====== EXTRACTED TEXT
Tuesday, August 9, 2011

Hope Speaking, Act Two draft 2

Act Two:
The woman is in a different position than she was at the end of Act One, but she addresses the audience in the same tone as she repeats the final line of the previous act:
Believe it.
I am waiting, just waiting. And mostly going crazy. Dr. McDonald and Angela the ultrasound tech have been to Italy and back to train with Dr. Zamboni. They went directly to the source of a new discovery called CCSVI – Chronic Cerebrospinal Vascular Insufficiency. This means jugular and/or azygous veins are narrowed. Zamboni discovered a way to balloon those veins by way of a simple angioplasty and Dr. McDonald became curious. And I am in their books. I am on their roster. So I check their website, and I wait.

I’m looking inside myself and seeing mixed results. Where am I? Who am I? I talked to my best friend Charlotte the other day on the phone. She is brilliant and tenacious in her loyalties. She is the strongest most accomplished and irreverent mother I know. She has four children. And you think that would be enough. But three of those children were diagnosed as autistic at one point and Charlotte recovered those children through a specialized autism therapy Hum you say, the doctors must have misdiagnosed. No Charlotte saved her children by being fierce and tireless. I still don’t think she sleeps. Now she helps other parents with their children. She was born to make a difference. I admire her so much. However, it needs to be said and acknowledged that she may not have been able to accomplish everything without the help of her amazing husband who brought home the bacon so that she could work miracles.

The Chorus of 4 Women appear, strong and elegant. They are wearing long simple dresses. They weave in and out of each other’s space throughout the next speech.There are amazing women in my backyard as well…
Every Monday I take coffee and tea to the girls at Dr. McDonald’s office. They love it and they don’t kick me out. They are lovely girls, open and honest. Falyn, with the name like a soaring bird, is young and beautiful. She is kind and says “you don’t have to do this.” But I tell her I want to, and in my thoughts I’m saying, “you are my lifeline, my strength to go on.” Sara sits in the middle. She is a raw spirit. Today her face was troubled because her boy has gone to live with her ex-husband. But she knows it’s the best thing. As I look at her behind the partition I can tell her heart is breaking. She won’t tuck her boy in tonight and kiss his sweet lips. Amanda is lovely as a catalogue model and sits at the end, closest to the door. She likes steeped tea with milk and came to this country 20 years ago to look after Dr. McDonald’s children. She is tethered to her position by strong memories and unwavering loyalty. Angela is the manager and doesn’t sit down. I wonder if she really knows that she is on the cutting edge – that she is making history. She has a particular way about her – professional and no-nonsense. But there is something else. It’s like she’s been through things. Tough things that she’s kind of buried. But she’s good you know, and ethical. And you can tell she wants to do the right thing and take no credit. I love these people and I don’t even know them. I love them because they are in a zone. An incredible focused zone identified in the jobs they do. I guess I kind of envy their path. I wish I was on their team – and that’s why I volunteer to bring the coffee and snacks.
============
====== THE DATA
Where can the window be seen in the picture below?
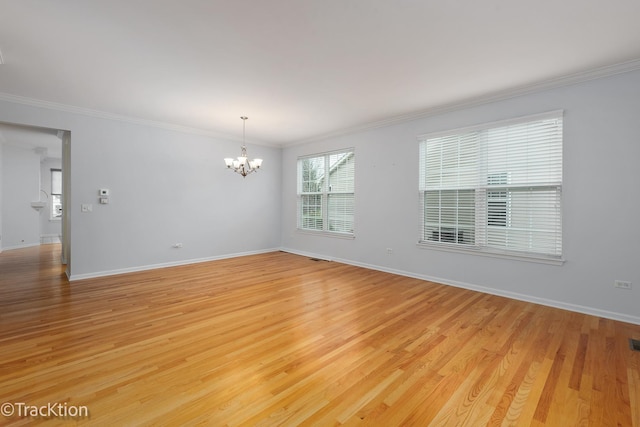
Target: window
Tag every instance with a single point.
(56, 194)
(326, 195)
(495, 188)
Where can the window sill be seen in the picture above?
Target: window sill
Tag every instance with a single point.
(326, 234)
(541, 259)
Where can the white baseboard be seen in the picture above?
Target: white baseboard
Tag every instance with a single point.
(73, 277)
(49, 238)
(22, 246)
(512, 295)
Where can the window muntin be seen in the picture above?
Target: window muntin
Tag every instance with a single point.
(326, 192)
(494, 188)
(56, 194)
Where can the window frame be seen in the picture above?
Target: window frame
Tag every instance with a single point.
(52, 216)
(485, 213)
(324, 193)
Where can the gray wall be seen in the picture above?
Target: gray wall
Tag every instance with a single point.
(167, 187)
(601, 231)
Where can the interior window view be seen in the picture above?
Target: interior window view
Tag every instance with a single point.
(319, 213)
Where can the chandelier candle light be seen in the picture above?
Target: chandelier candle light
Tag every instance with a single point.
(241, 165)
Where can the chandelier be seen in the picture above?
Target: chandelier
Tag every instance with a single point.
(242, 165)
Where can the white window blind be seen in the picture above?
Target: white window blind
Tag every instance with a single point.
(494, 188)
(326, 192)
(56, 194)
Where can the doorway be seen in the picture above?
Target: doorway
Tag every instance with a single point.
(34, 187)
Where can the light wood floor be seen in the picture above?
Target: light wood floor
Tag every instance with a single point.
(279, 339)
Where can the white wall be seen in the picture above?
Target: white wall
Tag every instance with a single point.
(166, 187)
(600, 196)
(1, 194)
(21, 186)
(48, 227)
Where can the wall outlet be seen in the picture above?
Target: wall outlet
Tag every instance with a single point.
(622, 284)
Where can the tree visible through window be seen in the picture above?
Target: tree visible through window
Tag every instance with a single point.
(495, 187)
(326, 194)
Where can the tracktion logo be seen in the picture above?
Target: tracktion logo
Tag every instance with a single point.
(50, 410)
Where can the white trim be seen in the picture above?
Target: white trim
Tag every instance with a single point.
============
TASKS ->
1: Translate this sentence from the play draft into Spanish: "Every Monday I take coffee and tea to the girls at Dr. McDonald’s office."
2: Name every person in the play draft who is identified by name.
3: According to the play draft, how many children does Charlotte have?
The entries have nothing to do with what is asked here.

PER-TASK ANSWERS ->
1: Todos los lunes les llevo café y té a las chicas del consultorio del Dr. McDonald.

2: Dr. McDonald, Angela, Dr. Zamboni, Charlotte, Falyn, Sara, Amanda

3: Four.